Work to do
1. Answer these about the saugeye fishing thread:
(a) How long was the biggest fish Fish4Dale reports catching?
(b) What three things does RiparianRanger ask about?
(c) According to Shortdrift, which is usually better for fishing at this time of year, day or night?
2. Pick up the saugeye fishing thread after its last post and write the next reply.

Document extract
━━━━━━━━━━━━━━━━━━━━━━━━━━━━━━
# Tuesday Eve Saugeyes



## Fish4Dale (Dec 19, 2014)

Went out Tuesday Eve. Caught a 24 1/2 inch, a pair of 22s, a 21 and a 20.


----------



## Big Oil (Sep 19, 2014)

Nice fish. Congrats


----------



## RiparianRanger (Nov 18, 2015)

Technique? Bait used? Conditions?


Fish4Dale said:


> Went out Tuesday Eve. Caught a 24 1/2 inch, a pair of 22s, a 21 and a 20.


----------



## Shortdrift (Apr 5, 2004)

There is a ton of technique, bait used and conditions posted throughout the year and recently. I'm from up North and can tell you that any lakes Columbus , East and West as well as the pools on the Scioto will produce this time of year both day and night with night usually being better. Suspending stick baits as well as Joshy"s and blade baits as recently reported in the Southeast Forum. I tried to give the basic info and hope none of the Central members are going to be sissed off at me. You gotta get out, visit general areas, talk to the fisherman, some of who you will recognize by their screen name. The sucessful ones are usually willing to help you as they did me.
━━━━━━━━━━━━━━━━━━━━━━━━━━━━━━
Extracted material

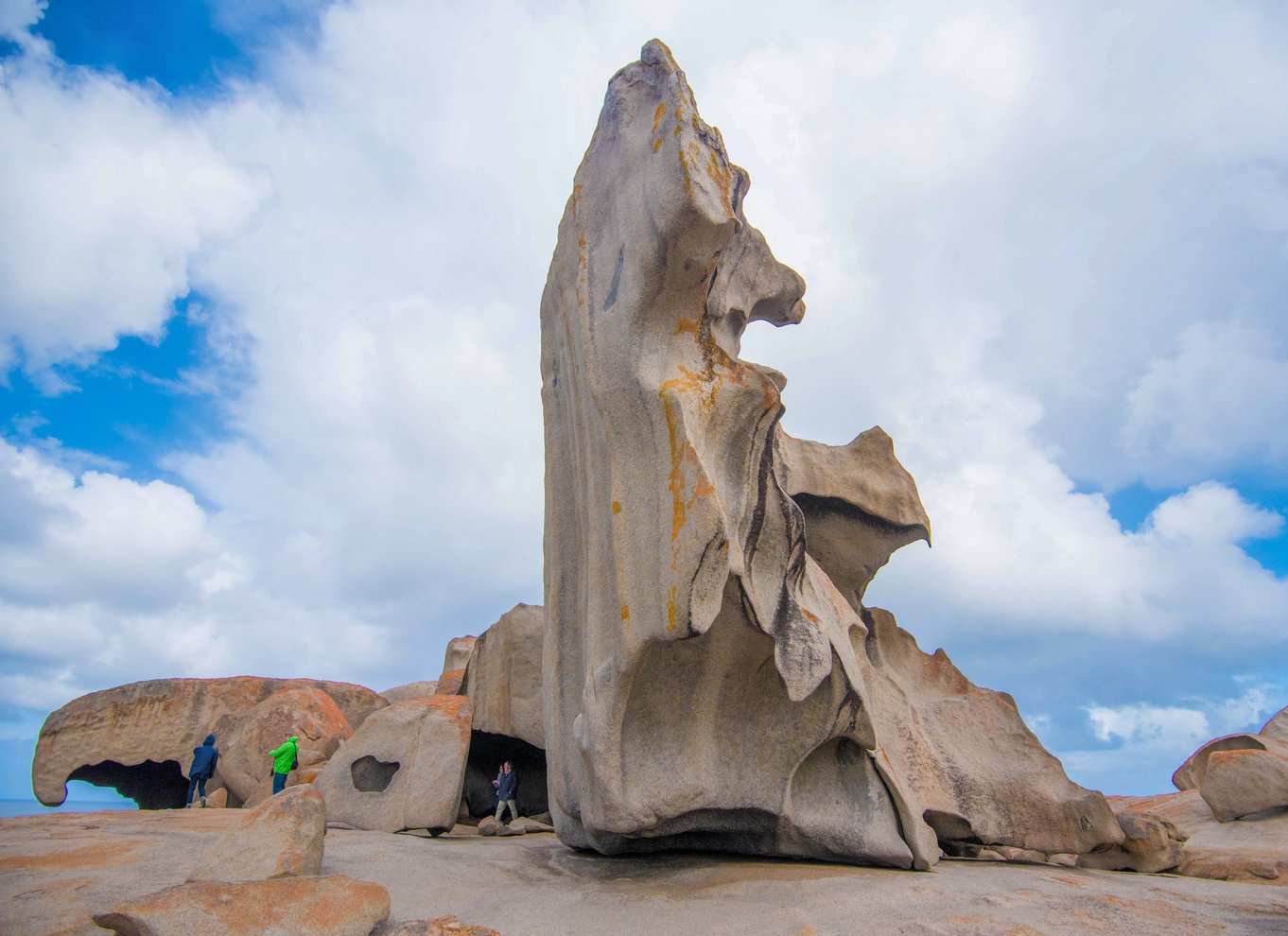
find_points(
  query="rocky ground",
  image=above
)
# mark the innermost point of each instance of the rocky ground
(56, 871)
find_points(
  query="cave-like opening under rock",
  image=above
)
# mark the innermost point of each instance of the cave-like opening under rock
(487, 752)
(152, 786)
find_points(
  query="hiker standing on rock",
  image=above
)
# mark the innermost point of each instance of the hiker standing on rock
(285, 760)
(203, 761)
(506, 789)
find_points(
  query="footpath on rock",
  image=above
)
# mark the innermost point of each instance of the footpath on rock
(56, 871)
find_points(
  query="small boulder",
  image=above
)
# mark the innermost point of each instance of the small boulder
(450, 683)
(531, 825)
(1191, 774)
(403, 769)
(1150, 844)
(459, 650)
(1242, 783)
(1277, 729)
(411, 690)
(504, 676)
(305, 711)
(1253, 850)
(281, 837)
(331, 905)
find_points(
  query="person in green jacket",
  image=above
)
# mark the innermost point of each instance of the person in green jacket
(284, 761)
━━━━━━━━━━━━━━━━━━━━━━━━━━━━━━
Exercise responses
1.
(a) 24 1/2 inches
(b) Technique, bait used, and conditions
(c) Night

2.
----------



## Fish4Dale (Dec 19, 2014)

B


RiparianRanger said:


> Technique? Bait used? Conditions?


Blades, Stickbaits, Twister Tails, Some cranks, Have been producing some fish the last few weeks. Just not any one lure. Been hit and miss days. A few of the fishermen that hit the lakes Every Day possible can catch them consistently. But even they get fooled by the Saugeyes now and again.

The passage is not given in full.